タイガー・ウッズも見舞われ、プリンス、トム・ペティ、そして大谷翔平投手のチームメイトのスキャッグス投手の命を奪った鎮痛薬の罠!
本書は今やアメリカ史上最悪の麻薬問題となっているオピオイド蔓延の実態を余すことなく描いたドキュメントだ。今や依存症者数が400万人、年間死者も4万人を超えるオピオイド依存症の震源地となったアパラチア地方で地元紙の記者を務めていたベス・メイシーは、「夢の鎮痛剤」として大々的に宣伝されていた処方薬のオキシコンチンが、地域の高校生から働き盛りのビジネスマン、主婦、そして高齢者にいたるまで、無差別に人々をオピオイドも魔力に引き込んでいく様を克明に記録し、5年間にわたる取材の成果をこの一冊にまとめた。
▬▬▬▬▬▬
▶ 課題 1
オピオイド蔓延に関する抜粋文から、「本書は今やアメリカ史上最悪の」から「の成果をこの一冊にまとめた。」まで（両端を含む）をそのまま書き写してください。
▶ 課題 2
オピオイド蔓延に関する抜粋文に基づき、次の問いに答えてください。
(a) 依存症者数は何人とされていますか。
(b) ベス・メイシーはどの地方で地元紙の記者を務めていましたか。
(c) 取材は何年間にわたって行われましたか。
▶ 課題 3
オピオイド蔓延に関する抜粋文を、最後の文の後から書き継いでください。
各項目はこの作業に一切関わりません。

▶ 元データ
▬▬▬▬▬▬
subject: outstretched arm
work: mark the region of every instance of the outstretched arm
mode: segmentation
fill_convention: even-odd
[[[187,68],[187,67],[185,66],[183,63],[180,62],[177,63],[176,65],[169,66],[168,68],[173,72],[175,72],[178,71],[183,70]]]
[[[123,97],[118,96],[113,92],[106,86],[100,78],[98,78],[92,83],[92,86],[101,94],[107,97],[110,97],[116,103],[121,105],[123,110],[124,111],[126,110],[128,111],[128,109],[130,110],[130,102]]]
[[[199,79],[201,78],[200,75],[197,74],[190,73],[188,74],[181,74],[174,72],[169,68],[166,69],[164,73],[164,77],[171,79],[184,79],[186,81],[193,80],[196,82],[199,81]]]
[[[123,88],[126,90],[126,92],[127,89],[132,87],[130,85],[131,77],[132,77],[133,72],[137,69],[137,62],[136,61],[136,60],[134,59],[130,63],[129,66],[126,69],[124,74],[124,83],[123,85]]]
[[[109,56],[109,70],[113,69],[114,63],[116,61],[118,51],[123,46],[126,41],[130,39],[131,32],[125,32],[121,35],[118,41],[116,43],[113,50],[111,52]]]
▬▬▬▬▬▬
▶ 解答 1
本書は今やアメリカ史上最悪の麻薬問題となっているオピオイド蔓延の実態を余すことなく描いたドキュメントだ。今や依存症者数が400万人、年間死者も4万人を超えるオピオイド依存症の震源地となったアパラチア地方で地元紙の記者を務めていたベス・メイシーは、「夢の鎮痛剤」として大々的に宣伝されていた処方薬のオキシコンチンが、地域の高校生から働き盛りのビジネスマン、主婦、そして高齢者にいたるまで、無差別に人々をオピオイドも魔力に引き込んでいく様を克明に記録し、5年間にわたる取材の成果をこの一冊にまとめた。

▶ 解答 2
(a) 400万人
(b) アパラチア地方
(c) 5年間

▶ 解答 3
本書にはオピオイドによって生活を根底から破壊された人々やその家族のほか、問題解決の前に立ちはだかる数々の政治的な壁、依存症を引き起こすことが分かっていながら欺瞞に満ちた営業攻勢をかけ続けた欲深い製薬会社と堕落した医師の癒着した関係、問題を過小評価した結果、全てが後手後手に回った行政の不作為、そして多勢に無勢を覚悟で問題に立ち向かう被害者の遺族や地域のボランティアたちの姿が、いずれも等身大で描かれている。
アメリカは明らかにオピオイド問題への対応に失敗した結果、今まさにその大きなツケを払わされている。なぜアメリカはオピオイド依存症をこれほどまでに状況が悪化するまで放置したのか。そこから日本が学ぶべき教訓とは何か。薬物依存症の蔓延を対岸の火事としないための必読の書だ。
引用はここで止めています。